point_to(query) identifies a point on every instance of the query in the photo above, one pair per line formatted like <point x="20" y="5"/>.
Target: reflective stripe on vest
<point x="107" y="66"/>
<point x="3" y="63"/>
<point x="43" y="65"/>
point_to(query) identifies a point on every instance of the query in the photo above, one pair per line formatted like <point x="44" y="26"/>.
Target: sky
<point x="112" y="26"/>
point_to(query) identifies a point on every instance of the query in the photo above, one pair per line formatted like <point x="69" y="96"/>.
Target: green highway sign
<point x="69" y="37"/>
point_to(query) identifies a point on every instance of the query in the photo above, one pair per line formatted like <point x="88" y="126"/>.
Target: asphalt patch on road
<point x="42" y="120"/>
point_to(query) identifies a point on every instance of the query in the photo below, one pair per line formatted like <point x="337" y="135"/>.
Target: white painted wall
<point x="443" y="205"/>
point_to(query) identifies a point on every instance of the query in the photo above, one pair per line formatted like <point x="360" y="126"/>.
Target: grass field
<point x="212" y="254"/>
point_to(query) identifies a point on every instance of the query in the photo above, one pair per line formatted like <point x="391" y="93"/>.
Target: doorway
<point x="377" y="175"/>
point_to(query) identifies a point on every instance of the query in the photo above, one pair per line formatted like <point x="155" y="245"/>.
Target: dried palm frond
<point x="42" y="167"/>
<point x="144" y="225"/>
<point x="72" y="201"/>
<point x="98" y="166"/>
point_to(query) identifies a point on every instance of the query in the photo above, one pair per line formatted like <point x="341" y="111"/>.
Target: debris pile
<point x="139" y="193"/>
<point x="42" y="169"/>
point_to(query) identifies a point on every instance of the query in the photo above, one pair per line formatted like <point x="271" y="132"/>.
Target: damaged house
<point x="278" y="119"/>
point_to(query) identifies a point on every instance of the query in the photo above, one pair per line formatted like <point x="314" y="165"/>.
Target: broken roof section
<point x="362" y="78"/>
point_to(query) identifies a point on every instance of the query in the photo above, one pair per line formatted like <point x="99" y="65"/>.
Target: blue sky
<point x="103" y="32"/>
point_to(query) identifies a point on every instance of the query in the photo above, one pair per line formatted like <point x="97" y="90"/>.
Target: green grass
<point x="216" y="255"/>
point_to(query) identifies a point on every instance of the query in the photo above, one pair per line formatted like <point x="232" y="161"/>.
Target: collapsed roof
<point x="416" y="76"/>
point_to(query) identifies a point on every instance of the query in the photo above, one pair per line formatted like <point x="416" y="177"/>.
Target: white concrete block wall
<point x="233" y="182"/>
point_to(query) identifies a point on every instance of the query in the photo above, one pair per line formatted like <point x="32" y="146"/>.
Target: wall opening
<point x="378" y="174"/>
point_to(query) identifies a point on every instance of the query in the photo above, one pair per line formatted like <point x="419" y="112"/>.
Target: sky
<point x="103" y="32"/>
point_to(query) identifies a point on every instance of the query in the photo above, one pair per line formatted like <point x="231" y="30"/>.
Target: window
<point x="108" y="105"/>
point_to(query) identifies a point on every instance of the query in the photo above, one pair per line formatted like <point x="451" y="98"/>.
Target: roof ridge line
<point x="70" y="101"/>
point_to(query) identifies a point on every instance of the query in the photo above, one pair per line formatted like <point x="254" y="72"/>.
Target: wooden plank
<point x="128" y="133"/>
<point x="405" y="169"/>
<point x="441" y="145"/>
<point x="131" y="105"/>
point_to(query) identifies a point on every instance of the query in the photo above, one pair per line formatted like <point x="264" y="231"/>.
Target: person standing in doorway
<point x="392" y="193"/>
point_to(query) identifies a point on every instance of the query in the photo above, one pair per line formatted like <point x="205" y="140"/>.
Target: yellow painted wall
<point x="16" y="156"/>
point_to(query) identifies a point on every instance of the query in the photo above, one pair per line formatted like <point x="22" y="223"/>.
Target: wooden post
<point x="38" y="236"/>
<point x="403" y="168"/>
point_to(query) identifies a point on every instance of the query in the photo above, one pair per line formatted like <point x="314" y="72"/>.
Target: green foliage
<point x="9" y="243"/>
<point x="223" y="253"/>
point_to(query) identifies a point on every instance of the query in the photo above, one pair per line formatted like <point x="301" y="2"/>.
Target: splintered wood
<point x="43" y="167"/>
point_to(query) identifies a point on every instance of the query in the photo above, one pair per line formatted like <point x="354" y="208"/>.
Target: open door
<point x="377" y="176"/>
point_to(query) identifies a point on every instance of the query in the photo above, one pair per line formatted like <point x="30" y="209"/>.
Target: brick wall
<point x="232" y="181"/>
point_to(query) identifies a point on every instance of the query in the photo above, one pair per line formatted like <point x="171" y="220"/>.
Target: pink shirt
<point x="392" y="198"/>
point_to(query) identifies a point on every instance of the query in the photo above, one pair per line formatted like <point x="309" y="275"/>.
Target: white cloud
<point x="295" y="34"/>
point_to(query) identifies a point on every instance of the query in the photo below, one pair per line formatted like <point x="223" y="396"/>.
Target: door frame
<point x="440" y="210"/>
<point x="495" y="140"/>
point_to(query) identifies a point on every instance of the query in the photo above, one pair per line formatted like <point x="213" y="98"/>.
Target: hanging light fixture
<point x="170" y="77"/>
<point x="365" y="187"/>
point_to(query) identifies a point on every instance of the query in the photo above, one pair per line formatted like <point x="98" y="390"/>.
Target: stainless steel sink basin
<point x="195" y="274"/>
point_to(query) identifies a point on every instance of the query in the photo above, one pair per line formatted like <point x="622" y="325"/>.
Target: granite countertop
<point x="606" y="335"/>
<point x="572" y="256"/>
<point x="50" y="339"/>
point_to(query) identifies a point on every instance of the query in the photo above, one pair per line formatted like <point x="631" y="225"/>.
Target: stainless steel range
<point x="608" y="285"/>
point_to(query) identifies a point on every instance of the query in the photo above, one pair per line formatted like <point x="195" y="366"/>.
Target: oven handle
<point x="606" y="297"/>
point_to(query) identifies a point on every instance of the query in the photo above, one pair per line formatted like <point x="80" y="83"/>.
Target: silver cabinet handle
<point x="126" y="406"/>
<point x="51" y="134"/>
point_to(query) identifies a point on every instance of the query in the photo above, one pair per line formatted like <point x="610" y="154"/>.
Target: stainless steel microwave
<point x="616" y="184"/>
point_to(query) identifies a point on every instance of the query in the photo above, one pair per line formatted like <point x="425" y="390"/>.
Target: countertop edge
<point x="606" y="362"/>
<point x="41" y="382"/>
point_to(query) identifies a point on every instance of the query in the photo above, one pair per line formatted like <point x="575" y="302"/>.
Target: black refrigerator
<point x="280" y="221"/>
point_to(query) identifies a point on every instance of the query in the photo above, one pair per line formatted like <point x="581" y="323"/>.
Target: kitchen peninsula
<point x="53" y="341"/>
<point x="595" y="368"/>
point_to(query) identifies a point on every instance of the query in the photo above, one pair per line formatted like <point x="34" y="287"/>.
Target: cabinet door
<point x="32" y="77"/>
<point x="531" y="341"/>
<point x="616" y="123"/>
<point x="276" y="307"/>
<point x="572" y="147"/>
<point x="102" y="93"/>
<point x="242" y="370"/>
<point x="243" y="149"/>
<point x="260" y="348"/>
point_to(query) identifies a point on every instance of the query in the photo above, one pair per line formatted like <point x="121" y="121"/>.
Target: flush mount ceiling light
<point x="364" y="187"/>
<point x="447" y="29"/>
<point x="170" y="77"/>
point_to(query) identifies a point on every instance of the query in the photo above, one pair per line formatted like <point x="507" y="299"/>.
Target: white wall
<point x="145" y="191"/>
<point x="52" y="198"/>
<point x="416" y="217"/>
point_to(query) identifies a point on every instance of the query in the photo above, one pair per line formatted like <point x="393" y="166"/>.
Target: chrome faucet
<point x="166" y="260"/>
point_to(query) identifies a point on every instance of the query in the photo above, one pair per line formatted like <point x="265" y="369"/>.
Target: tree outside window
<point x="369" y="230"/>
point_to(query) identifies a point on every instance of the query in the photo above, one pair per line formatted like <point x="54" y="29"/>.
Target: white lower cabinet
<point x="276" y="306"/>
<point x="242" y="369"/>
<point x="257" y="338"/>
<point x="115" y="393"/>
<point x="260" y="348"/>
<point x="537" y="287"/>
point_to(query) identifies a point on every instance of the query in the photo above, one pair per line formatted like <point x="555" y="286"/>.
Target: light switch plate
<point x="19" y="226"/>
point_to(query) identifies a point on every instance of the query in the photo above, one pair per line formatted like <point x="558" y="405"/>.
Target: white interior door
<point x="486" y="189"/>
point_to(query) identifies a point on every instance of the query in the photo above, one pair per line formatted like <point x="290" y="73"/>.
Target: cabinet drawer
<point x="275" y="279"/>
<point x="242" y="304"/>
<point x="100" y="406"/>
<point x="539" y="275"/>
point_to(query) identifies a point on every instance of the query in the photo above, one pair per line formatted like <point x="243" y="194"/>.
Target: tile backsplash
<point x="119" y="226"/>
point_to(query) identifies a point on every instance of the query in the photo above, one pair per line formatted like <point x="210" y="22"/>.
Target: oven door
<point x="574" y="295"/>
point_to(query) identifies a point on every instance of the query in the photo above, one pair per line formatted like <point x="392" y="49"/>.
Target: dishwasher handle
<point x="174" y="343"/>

__TASK DETAILS__
The answer must consist of every line above that holds the string "below", copied exactly.

__SOLVED EXERCISE__
point_to(query) identifies a point on every instance of the query in the photo below, one pair per line formatted like <point x="337" y="135"/>.
point_to(query) identifies a point on every instance of the query in the photo below, one pair per line formatted like <point x="223" y="396"/>.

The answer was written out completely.